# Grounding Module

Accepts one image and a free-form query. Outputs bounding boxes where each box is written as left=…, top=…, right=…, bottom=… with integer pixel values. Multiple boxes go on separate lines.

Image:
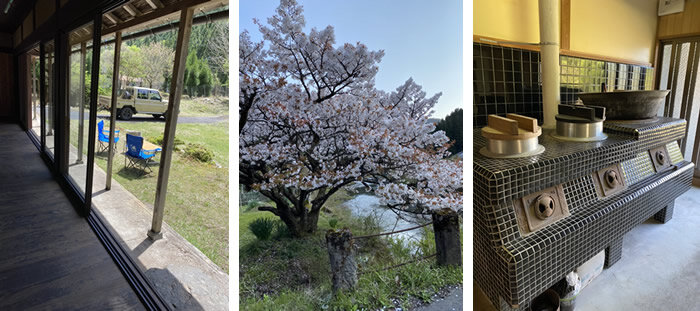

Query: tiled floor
left=473, top=186, right=700, bottom=311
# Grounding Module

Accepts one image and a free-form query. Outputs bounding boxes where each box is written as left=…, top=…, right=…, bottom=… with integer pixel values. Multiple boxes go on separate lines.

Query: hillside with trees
left=99, top=20, right=229, bottom=97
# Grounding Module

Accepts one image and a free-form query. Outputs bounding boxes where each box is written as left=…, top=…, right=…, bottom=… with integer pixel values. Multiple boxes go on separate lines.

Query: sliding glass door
left=42, top=40, right=56, bottom=160
left=63, top=22, right=95, bottom=196
left=657, top=37, right=700, bottom=180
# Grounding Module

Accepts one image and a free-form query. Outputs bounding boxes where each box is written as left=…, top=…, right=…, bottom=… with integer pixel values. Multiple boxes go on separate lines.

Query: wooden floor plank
left=0, top=123, right=144, bottom=310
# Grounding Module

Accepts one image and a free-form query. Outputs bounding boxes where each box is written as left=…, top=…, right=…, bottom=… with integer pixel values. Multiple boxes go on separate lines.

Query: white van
left=117, top=86, right=168, bottom=120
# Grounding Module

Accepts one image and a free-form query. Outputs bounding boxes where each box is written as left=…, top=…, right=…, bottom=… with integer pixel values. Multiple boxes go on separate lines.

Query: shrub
left=248, top=218, right=275, bottom=241
left=185, top=144, right=214, bottom=163
left=146, top=136, right=185, bottom=146
left=328, top=218, right=338, bottom=229
left=275, top=220, right=292, bottom=240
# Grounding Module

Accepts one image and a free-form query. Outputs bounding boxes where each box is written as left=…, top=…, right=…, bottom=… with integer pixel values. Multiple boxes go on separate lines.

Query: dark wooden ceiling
left=0, top=0, right=36, bottom=33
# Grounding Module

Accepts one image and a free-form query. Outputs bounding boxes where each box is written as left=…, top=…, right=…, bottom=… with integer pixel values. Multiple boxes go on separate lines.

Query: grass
left=70, top=102, right=229, bottom=273
left=180, top=95, right=228, bottom=117
left=239, top=191, right=462, bottom=310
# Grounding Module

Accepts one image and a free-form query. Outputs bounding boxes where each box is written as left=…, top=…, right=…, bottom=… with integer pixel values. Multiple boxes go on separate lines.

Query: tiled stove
left=474, top=117, right=693, bottom=310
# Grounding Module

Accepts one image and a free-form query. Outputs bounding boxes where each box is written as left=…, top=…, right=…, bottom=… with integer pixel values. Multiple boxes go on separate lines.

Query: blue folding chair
left=124, top=134, right=162, bottom=173
left=97, top=120, right=119, bottom=152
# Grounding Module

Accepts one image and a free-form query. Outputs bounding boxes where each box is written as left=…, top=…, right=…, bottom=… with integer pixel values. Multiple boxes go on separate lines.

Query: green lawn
left=238, top=191, right=462, bottom=310
left=70, top=108, right=229, bottom=273
left=180, top=95, right=228, bottom=117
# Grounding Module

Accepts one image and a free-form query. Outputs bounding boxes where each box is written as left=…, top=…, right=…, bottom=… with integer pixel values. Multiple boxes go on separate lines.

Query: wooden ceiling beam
left=104, top=12, right=121, bottom=25
left=146, top=0, right=165, bottom=10
left=102, top=0, right=210, bottom=36
left=123, top=3, right=141, bottom=17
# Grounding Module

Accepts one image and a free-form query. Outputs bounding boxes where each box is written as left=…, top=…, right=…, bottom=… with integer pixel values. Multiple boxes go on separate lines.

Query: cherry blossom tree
left=239, top=0, right=462, bottom=237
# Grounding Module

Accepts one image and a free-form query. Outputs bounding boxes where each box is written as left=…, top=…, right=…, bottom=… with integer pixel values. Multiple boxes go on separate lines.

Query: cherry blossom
left=239, top=0, right=462, bottom=236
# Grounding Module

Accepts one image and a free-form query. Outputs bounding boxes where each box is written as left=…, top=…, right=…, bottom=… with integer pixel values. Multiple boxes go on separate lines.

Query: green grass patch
left=239, top=191, right=462, bottom=310
left=180, top=95, right=228, bottom=117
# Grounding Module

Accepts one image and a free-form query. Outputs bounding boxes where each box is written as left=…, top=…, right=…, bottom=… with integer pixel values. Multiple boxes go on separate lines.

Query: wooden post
left=433, top=208, right=462, bottom=266
left=76, top=42, right=87, bottom=164
left=326, top=229, right=357, bottom=293
left=148, top=7, right=194, bottom=240
left=105, top=31, right=122, bottom=190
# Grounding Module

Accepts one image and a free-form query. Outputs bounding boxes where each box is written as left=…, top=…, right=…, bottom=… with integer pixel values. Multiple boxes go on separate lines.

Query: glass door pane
left=42, top=40, right=56, bottom=157
left=66, top=23, right=94, bottom=195
left=27, top=45, right=41, bottom=138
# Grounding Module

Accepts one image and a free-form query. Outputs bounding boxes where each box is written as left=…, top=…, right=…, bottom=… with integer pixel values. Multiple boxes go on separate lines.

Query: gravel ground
left=413, top=285, right=464, bottom=311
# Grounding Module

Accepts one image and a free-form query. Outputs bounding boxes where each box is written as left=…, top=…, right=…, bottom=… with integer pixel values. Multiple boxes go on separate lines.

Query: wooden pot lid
left=481, top=113, right=542, bottom=140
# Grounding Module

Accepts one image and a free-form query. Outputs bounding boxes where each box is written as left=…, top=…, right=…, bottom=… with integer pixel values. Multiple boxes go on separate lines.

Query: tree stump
left=326, top=229, right=357, bottom=293
left=432, top=208, right=462, bottom=266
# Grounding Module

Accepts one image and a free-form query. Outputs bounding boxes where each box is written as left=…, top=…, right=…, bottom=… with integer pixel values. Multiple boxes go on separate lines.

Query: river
left=344, top=194, right=430, bottom=246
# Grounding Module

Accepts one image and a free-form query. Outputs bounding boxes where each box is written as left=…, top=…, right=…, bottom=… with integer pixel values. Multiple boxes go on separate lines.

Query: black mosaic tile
left=473, top=43, right=654, bottom=127
left=473, top=118, right=693, bottom=310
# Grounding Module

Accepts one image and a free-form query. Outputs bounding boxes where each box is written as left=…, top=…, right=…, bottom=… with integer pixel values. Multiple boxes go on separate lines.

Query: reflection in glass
left=66, top=24, right=92, bottom=194
left=42, top=40, right=56, bottom=156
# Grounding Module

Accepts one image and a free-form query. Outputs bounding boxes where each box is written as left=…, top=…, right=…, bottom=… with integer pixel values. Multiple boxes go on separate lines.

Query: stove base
left=654, top=200, right=675, bottom=224
left=603, top=236, right=624, bottom=269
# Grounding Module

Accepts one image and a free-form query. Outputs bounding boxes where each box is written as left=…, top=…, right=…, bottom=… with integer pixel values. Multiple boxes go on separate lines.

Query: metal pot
left=578, top=90, right=670, bottom=120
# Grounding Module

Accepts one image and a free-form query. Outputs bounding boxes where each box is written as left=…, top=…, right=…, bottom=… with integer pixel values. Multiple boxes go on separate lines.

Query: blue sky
left=239, top=0, right=462, bottom=118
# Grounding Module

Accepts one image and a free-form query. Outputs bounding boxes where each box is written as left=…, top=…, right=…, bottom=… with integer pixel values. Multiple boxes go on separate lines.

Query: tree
left=239, top=0, right=462, bottom=237
left=184, top=53, right=199, bottom=97
left=435, top=108, right=464, bottom=154
left=120, top=44, right=146, bottom=87
left=197, top=61, right=214, bottom=96
left=141, top=42, right=175, bottom=88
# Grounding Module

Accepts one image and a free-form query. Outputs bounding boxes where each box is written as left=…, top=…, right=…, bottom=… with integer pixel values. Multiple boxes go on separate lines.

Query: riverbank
left=239, top=191, right=462, bottom=310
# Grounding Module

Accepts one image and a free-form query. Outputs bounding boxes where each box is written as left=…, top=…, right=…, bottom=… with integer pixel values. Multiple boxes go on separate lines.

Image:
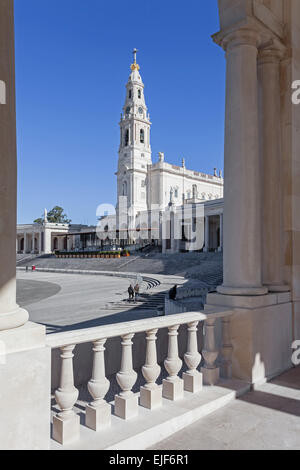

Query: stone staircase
left=105, top=292, right=166, bottom=312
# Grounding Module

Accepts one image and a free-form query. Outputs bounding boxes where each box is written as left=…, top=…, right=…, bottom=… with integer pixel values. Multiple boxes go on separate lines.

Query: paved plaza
left=17, top=271, right=164, bottom=333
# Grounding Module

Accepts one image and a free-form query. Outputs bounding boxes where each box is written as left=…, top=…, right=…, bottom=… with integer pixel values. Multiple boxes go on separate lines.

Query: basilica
left=117, top=49, right=223, bottom=214
left=17, top=49, right=224, bottom=253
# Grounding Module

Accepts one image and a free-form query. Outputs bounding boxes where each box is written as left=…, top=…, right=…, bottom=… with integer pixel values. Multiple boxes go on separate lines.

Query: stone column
left=24, top=232, right=27, bottom=253
left=39, top=232, right=42, bottom=254
left=258, top=47, right=289, bottom=292
left=218, top=214, right=223, bottom=251
left=31, top=232, right=35, bottom=253
left=203, top=215, right=209, bottom=251
left=0, top=0, right=28, bottom=330
left=218, top=30, right=268, bottom=295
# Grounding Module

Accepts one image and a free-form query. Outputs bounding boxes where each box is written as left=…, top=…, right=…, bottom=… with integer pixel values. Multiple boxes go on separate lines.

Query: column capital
left=218, top=28, right=261, bottom=52
left=258, top=45, right=285, bottom=65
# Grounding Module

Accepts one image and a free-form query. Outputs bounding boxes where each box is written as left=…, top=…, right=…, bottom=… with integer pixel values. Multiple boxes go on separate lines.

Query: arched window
left=125, top=129, right=129, bottom=147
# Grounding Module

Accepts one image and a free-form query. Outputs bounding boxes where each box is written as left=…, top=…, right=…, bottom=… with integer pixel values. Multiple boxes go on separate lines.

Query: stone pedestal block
left=115, top=394, right=138, bottom=419
left=201, top=367, right=220, bottom=385
left=162, top=377, right=184, bottom=401
left=85, top=402, right=111, bottom=432
left=182, top=372, right=203, bottom=393
left=140, top=386, right=162, bottom=410
left=53, top=413, right=80, bottom=446
left=0, top=322, right=51, bottom=450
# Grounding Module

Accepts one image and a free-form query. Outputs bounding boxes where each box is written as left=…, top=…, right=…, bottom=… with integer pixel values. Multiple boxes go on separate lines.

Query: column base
left=201, top=367, right=220, bottom=385
left=182, top=371, right=203, bottom=393
left=0, top=305, right=29, bottom=331
left=266, top=284, right=291, bottom=292
left=115, top=394, right=138, bottom=419
left=220, top=361, right=232, bottom=379
left=217, top=286, right=268, bottom=296
left=52, top=413, right=80, bottom=446
left=140, top=386, right=162, bottom=410
left=85, top=402, right=111, bottom=432
left=162, top=377, right=184, bottom=401
left=205, top=292, right=293, bottom=384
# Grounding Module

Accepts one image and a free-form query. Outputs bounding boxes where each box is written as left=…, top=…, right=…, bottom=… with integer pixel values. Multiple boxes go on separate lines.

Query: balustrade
left=47, top=309, right=233, bottom=445
left=140, top=329, right=162, bottom=410
left=183, top=322, right=202, bottom=393
left=53, top=344, right=80, bottom=444
left=85, top=339, right=111, bottom=431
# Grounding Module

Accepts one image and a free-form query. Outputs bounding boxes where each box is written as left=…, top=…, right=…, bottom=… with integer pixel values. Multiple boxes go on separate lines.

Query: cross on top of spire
left=130, top=48, right=140, bottom=71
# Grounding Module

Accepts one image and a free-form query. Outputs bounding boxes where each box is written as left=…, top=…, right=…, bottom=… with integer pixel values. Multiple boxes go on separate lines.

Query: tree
left=34, top=206, right=72, bottom=225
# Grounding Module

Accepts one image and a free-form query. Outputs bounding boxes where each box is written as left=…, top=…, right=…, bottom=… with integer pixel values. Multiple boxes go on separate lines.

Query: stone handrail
left=47, top=306, right=233, bottom=445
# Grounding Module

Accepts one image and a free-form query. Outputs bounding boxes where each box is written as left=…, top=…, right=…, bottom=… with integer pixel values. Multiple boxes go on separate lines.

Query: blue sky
left=15, top=0, right=225, bottom=224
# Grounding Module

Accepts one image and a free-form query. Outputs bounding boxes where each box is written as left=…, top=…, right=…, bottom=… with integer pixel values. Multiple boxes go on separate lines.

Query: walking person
left=169, top=284, right=177, bottom=300
left=134, top=283, right=140, bottom=301
left=128, top=284, right=134, bottom=302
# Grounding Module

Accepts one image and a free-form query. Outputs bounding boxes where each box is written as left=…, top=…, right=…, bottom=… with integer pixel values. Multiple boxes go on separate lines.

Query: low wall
left=51, top=323, right=209, bottom=391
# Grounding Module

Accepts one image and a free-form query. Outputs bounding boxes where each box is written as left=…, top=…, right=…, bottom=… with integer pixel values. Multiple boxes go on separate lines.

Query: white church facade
left=117, top=49, right=223, bottom=215
left=16, top=49, right=224, bottom=254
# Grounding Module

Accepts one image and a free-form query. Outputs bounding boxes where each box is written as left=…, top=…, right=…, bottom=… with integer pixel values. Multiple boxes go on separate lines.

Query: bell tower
left=117, top=49, right=152, bottom=216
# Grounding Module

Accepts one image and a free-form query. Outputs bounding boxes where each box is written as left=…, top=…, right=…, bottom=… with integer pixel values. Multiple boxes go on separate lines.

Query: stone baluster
left=183, top=321, right=202, bottom=393
left=163, top=325, right=183, bottom=400
left=201, top=318, right=220, bottom=385
left=115, top=334, right=138, bottom=419
left=140, top=329, right=162, bottom=410
left=85, top=339, right=111, bottom=431
left=53, top=345, right=80, bottom=445
left=221, top=317, right=233, bottom=379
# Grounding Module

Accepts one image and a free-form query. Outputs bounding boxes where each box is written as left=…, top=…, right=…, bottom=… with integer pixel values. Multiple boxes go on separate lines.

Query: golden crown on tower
left=130, top=49, right=140, bottom=71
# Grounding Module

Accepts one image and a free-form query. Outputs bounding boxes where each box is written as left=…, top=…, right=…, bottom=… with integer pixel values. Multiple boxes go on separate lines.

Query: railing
left=47, top=308, right=232, bottom=445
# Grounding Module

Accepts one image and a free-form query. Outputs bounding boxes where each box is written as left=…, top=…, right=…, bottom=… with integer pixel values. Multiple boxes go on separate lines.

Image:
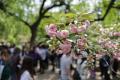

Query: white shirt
left=20, top=70, right=33, bottom=80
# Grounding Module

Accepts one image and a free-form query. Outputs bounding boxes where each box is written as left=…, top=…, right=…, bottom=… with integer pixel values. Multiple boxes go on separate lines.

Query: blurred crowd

§ STATED GOAL:
Turn the stretch from the first line of the items through the line containing "left=99, top=20, right=229, bottom=97" into a JSON list of strings, with one string per line and blank lines left out. Leave the pictures out of the list.

§ TASK SOLUTION:
[
  "# Grounding Module",
  "Accepts one image and a free-form query. Outputs bounding boxes where each box is written as left=…, top=…, right=…, bottom=… with integer pixel values. Multiple boxes go on separate lines.",
  "Image:",
  "Query: tiled floor",
  "left=473, top=186, right=700, bottom=311",
  "# Grounding Module",
  "Accepts one image and a free-form query. Outputs bounding boxes where each box is written as left=…, top=…, right=…, bottom=… with integer pixel values. Multiple boxes go on separate lines.",
  "Query: hillside with trees",
  "left=99, top=20, right=229, bottom=97"
]